Stored data entries
★ ★ ★ ★ ★ ★ ★

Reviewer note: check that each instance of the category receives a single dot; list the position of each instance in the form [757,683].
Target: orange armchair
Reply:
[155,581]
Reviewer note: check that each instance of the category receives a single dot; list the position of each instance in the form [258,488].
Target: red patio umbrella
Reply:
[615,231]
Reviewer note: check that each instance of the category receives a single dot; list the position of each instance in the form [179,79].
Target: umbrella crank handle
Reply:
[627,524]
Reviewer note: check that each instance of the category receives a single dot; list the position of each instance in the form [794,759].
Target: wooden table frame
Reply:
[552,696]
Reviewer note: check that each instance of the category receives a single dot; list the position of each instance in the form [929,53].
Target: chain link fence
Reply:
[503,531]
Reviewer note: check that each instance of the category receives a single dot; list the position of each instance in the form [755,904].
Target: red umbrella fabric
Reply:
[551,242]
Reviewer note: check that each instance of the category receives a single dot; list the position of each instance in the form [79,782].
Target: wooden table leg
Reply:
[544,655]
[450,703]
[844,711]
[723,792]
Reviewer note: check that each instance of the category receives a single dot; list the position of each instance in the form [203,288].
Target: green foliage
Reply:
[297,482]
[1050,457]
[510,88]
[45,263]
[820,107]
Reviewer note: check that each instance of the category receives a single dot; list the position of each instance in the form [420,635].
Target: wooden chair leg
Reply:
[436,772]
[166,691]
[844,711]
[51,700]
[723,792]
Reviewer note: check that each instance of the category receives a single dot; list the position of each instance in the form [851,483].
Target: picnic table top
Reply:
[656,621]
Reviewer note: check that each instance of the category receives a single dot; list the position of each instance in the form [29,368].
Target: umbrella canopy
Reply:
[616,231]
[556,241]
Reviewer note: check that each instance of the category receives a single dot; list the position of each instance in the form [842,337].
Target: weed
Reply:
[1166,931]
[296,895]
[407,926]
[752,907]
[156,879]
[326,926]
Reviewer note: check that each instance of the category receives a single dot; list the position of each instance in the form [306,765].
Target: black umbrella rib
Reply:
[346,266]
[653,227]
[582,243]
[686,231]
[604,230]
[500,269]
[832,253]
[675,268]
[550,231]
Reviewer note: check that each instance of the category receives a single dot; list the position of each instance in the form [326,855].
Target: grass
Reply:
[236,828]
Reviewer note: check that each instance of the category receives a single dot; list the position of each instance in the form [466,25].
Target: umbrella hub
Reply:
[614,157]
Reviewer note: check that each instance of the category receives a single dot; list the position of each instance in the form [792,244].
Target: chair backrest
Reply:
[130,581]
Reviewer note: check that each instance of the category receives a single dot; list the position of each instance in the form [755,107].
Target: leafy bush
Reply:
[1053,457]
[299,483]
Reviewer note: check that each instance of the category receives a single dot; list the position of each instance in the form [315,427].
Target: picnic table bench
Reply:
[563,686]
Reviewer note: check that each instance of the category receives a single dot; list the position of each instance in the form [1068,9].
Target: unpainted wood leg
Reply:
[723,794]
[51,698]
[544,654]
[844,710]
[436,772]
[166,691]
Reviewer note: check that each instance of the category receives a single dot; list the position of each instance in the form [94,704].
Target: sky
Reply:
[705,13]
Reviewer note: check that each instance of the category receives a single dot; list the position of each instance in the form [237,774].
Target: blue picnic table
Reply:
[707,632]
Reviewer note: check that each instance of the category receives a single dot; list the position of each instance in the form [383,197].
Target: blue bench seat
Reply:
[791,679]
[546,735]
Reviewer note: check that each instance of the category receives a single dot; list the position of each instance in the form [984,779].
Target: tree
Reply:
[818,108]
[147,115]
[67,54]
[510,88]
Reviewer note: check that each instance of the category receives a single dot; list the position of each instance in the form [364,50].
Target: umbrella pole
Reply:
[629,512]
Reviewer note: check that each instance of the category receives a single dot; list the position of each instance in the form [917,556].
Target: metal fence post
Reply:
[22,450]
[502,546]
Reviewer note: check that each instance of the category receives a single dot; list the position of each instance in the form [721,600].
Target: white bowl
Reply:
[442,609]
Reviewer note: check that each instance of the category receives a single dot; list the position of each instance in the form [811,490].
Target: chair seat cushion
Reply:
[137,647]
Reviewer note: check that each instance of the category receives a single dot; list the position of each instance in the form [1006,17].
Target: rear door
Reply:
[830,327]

★ ★ ★ ★ ★ ★ ★

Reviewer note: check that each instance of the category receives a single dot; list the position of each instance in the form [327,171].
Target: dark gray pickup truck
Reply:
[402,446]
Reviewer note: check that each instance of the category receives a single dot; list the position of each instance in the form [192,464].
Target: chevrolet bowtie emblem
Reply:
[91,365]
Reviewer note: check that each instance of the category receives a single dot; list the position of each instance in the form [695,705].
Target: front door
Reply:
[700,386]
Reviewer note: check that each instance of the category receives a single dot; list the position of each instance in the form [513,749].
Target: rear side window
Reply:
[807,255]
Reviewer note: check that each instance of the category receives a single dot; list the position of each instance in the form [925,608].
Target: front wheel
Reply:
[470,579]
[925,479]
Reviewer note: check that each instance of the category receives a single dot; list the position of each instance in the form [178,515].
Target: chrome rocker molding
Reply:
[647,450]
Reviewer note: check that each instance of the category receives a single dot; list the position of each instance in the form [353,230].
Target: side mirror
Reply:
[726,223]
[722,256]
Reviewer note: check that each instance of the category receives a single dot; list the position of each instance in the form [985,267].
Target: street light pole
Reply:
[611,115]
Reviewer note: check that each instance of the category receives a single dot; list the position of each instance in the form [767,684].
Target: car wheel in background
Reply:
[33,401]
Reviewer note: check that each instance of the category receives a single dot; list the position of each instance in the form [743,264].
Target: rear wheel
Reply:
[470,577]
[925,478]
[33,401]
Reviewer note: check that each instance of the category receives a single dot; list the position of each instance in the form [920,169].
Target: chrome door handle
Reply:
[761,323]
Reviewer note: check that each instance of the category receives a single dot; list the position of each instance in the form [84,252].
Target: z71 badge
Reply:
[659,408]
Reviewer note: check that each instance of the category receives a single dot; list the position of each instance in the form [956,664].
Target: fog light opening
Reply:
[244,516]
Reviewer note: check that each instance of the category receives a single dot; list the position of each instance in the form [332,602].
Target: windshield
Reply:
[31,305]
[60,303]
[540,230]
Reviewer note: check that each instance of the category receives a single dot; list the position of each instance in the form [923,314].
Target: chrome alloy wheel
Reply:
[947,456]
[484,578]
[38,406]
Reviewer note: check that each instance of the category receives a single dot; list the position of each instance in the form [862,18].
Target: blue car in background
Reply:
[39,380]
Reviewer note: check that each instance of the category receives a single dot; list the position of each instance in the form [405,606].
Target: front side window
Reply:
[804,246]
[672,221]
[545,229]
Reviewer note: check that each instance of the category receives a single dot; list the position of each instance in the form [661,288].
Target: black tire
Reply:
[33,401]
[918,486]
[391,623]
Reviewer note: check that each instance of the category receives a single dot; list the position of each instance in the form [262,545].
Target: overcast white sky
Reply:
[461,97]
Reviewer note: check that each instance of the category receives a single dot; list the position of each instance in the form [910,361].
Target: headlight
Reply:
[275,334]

★ ★ ★ ★ ★ ★ ★

**ABOUT THIS EXERCISE**
Whenever the word "rear" occurs in a line above, copy that line.

**COMPLETED EXERCISE**
Target: rear door
Target: rear side window
Target: rear wheel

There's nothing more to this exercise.